[Start of Records for this task]

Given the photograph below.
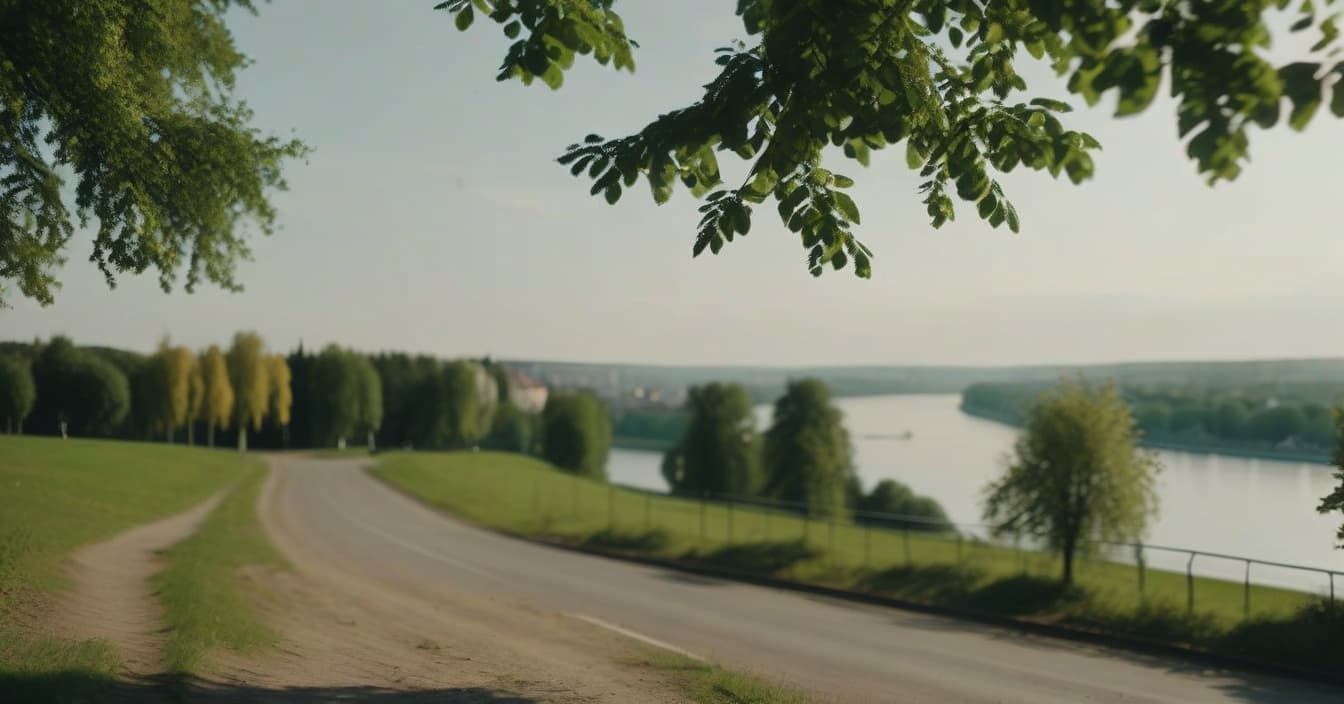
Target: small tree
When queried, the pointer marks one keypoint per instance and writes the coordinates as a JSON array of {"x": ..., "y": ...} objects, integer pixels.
[
  {"x": 218, "y": 401},
  {"x": 336, "y": 394},
  {"x": 808, "y": 457},
  {"x": 719, "y": 452},
  {"x": 281, "y": 394},
  {"x": 370, "y": 415},
  {"x": 577, "y": 434},
  {"x": 18, "y": 392},
  {"x": 1075, "y": 473},
  {"x": 175, "y": 366},
  {"x": 511, "y": 430},
  {"x": 195, "y": 399},
  {"x": 252, "y": 387},
  {"x": 1335, "y": 501}
]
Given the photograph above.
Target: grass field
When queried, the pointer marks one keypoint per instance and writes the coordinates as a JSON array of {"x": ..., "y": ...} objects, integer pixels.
[
  {"x": 61, "y": 495},
  {"x": 200, "y": 587},
  {"x": 524, "y": 496}
]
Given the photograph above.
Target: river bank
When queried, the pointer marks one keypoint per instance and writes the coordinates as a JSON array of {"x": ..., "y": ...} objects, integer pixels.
[{"x": 1316, "y": 457}]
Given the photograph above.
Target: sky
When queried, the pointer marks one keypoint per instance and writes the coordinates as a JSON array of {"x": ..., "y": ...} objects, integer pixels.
[{"x": 433, "y": 218}]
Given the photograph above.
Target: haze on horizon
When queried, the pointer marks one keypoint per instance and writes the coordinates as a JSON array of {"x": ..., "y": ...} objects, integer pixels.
[{"x": 432, "y": 218}]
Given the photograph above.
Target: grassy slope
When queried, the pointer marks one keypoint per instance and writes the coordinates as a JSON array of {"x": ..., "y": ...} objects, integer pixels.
[
  {"x": 59, "y": 495},
  {"x": 200, "y": 591},
  {"x": 524, "y": 496},
  {"x": 710, "y": 684}
]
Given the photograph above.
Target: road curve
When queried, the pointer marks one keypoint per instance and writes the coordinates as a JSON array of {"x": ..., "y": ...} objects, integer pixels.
[{"x": 843, "y": 652}]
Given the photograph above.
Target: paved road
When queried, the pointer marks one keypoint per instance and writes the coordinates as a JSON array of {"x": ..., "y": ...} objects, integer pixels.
[{"x": 847, "y": 652}]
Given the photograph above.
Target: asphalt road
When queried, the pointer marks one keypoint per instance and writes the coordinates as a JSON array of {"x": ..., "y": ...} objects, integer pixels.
[{"x": 842, "y": 650}]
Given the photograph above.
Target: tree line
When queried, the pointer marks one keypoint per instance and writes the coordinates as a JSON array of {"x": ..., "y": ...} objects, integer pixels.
[
  {"x": 804, "y": 458},
  {"x": 247, "y": 395}
]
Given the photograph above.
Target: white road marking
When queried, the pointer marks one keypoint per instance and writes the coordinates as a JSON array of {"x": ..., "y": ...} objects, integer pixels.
[
  {"x": 410, "y": 546},
  {"x": 640, "y": 637}
]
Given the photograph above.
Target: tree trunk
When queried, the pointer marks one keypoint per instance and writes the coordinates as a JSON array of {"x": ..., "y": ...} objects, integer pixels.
[{"x": 1070, "y": 546}]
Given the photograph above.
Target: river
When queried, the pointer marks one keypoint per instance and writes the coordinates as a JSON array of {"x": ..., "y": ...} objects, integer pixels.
[{"x": 1257, "y": 508}]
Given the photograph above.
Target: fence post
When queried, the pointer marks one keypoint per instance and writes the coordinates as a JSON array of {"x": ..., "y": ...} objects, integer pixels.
[
  {"x": 867, "y": 546},
  {"x": 1190, "y": 583},
  {"x": 730, "y": 521},
  {"x": 831, "y": 540},
  {"x": 702, "y": 520},
  {"x": 1246, "y": 606},
  {"x": 1139, "y": 558}
]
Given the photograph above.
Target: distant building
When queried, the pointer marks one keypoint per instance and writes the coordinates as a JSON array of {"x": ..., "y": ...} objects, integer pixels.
[{"x": 526, "y": 392}]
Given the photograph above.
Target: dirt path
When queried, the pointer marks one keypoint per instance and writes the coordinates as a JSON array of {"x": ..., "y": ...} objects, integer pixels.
[
  {"x": 350, "y": 634},
  {"x": 112, "y": 597}
]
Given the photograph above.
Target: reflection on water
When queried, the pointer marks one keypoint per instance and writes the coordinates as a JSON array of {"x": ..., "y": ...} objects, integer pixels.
[{"x": 1258, "y": 508}]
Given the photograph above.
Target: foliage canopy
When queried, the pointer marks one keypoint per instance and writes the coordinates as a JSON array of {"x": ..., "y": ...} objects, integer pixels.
[
  {"x": 135, "y": 102},
  {"x": 577, "y": 433},
  {"x": 808, "y": 456},
  {"x": 1075, "y": 473},
  {"x": 18, "y": 391},
  {"x": 938, "y": 77},
  {"x": 719, "y": 450}
]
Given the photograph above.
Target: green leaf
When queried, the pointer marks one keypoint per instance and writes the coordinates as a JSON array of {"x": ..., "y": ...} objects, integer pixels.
[
  {"x": 790, "y": 202},
  {"x": 839, "y": 261},
  {"x": 847, "y": 207},
  {"x": 1303, "y": 89},
  {"x": 1011, "y": 212},
  {"x": 988, "y": 206},
  {"x": 1059, "y": 106},
  {"x": 464, "y": 19},
  {"x": 1337, "y": 100},
  {"x": 913, "y": 157}
]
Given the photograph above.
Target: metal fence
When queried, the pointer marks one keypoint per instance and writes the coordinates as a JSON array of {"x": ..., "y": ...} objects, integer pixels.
[{"x": 887, "y": 540}]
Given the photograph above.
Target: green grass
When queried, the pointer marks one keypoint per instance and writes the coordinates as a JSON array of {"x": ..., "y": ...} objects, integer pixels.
[
  {"x": 200, "y": 587},
  {"x": 524, "y": 496},
  {"x": 58, "y": 496},
  {"x": 711, "y": 684}
]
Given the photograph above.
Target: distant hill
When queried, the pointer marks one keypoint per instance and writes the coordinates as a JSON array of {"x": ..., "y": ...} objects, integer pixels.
[{"x": 766, "y": 382}]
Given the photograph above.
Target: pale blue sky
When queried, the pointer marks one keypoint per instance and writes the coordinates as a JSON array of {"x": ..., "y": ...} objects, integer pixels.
[{"x": 432, "y": 218}]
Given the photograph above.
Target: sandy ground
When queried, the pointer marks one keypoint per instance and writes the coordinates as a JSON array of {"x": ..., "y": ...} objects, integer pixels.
[
  {"x": 347, "y": 634},
  {"x": 112, "y": 597}
]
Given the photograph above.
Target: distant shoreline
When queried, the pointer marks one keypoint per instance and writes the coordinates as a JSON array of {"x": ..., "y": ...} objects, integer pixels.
[{"x": 1312, "y": 457}]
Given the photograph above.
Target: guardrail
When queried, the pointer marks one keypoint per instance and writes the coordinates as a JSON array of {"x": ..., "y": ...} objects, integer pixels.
[{"x": 968, "y": 535}]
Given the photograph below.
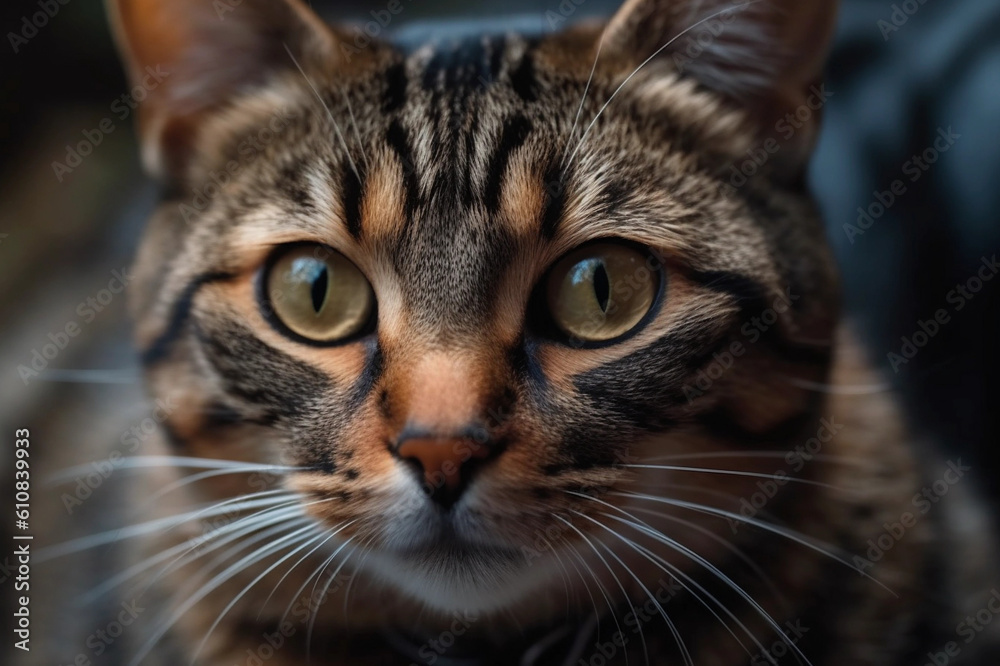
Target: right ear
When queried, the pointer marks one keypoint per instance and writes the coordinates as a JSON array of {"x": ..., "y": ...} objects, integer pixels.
[{"x": 193, "y": 56}]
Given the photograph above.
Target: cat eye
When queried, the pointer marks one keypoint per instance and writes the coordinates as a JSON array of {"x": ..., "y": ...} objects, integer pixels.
[
  {"x": 317, "y": 294},
  {"x": 602, "y": 291}
]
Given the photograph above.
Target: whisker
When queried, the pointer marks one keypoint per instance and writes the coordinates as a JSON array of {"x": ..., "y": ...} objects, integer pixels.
[
  {"x": 330, "y": 533},
  {"x": 583, "y": 100},
  {"x": 819, "y": 457},
  {"x": 329, "y": 113},
  {"x": 183, "y": 548},
  {"x": 89, "y": 376},
  {"x": 621, "y": 587},
  {"x": 212, "y": 585},
  {"x": 822, "y": 548},
  {"x": 194, "y": 478},
  {"x": 357, "y": 132},
  {"x": 677, "y": 572},
  {"x": 140, "y": 462},
  {"x": 132, "y": 531},
  {"x": 732, "y": 548},
  {"x": 318, "y": 573},
  {"x": 250, "y": 585},
  {"x": 600, "y": 588},
  {"x": 735, "y": 472},
  {"x": 840, "y": 389},
  {"x": 329, "y": 583}
]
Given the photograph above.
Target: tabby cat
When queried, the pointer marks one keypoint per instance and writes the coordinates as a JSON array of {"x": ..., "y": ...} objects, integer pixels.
[{"x": 497, "y": 347}]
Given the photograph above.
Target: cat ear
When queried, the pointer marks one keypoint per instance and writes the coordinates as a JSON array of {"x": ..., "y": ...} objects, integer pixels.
[
  {"x": 766, "y": 55},
  {"x": 192, "y": 56}
]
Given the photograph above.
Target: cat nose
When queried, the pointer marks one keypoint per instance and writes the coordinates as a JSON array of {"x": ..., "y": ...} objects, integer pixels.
[{"x": 445, "y": 462}]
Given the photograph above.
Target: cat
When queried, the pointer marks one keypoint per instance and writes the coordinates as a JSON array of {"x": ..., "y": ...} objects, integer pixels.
[{"x": 477, "y": 352}]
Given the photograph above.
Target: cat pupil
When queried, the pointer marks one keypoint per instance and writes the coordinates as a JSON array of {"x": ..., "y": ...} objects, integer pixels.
[
  {"x": 602, "y": 287},
  {"x": 319, "y": 287}
]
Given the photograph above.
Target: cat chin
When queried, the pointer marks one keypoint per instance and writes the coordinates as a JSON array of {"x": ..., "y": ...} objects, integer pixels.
[{"x": 472, "y": 582}]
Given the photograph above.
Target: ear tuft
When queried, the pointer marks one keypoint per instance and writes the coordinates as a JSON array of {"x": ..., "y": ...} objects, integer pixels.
[
  {"x": 765, "y": 55},
  {"x": 193, "y": 56}
]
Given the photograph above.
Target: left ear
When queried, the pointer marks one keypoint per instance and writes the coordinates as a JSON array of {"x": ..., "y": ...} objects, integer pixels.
[{"x": 766, "y": 55}]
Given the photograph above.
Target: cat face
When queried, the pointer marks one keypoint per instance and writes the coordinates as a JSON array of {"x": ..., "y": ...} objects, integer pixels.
[{"x": 465, "y": 288}]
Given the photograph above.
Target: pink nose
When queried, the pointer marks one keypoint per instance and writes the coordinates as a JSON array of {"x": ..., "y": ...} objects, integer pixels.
[{"x": 443, "y": 459}]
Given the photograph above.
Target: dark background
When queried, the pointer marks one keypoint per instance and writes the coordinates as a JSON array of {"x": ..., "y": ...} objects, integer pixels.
[{"x": 59, "y": 241}]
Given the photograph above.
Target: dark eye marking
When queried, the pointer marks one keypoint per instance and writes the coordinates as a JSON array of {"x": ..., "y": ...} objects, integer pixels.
[
  {"x": 160, "y": 348},
  {"x": 602, "y": 287},
  {"x": 319, "y": 289}
]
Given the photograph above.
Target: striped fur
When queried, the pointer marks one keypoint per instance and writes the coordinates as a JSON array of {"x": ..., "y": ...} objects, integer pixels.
[{"x": 454, "y": 173}]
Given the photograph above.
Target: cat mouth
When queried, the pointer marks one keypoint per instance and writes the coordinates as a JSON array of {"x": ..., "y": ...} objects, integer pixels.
[{"x": 451, "y": 536}]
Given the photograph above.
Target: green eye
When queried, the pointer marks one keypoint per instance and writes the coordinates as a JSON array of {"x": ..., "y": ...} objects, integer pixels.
[
  {"x": 602, "y": 291},
  {"x": 319, "y": 294}
]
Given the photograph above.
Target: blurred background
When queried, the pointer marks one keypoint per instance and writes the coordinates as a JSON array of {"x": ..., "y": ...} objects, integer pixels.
[{"x": 904, "y": 75}]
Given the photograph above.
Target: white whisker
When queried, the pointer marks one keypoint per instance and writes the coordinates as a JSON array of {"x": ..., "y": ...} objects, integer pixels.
[
  {"x": 329, "y": 113},
  {"x": 824, "y": 549}
]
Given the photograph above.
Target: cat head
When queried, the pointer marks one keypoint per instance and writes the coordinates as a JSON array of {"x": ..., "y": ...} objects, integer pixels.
[{"x": 468, "y": 288}]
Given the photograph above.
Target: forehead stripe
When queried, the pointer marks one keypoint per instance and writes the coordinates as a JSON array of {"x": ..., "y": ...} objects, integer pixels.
[
  {"x": 513, "y": 135},
  {"x": 396, "y": 137}
]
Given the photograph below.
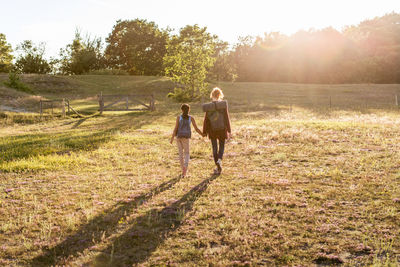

[End of Records for this task]

Find every line in the entries above that contains the word "fence", and copy each such line.

Target: fence post
Target: metal fence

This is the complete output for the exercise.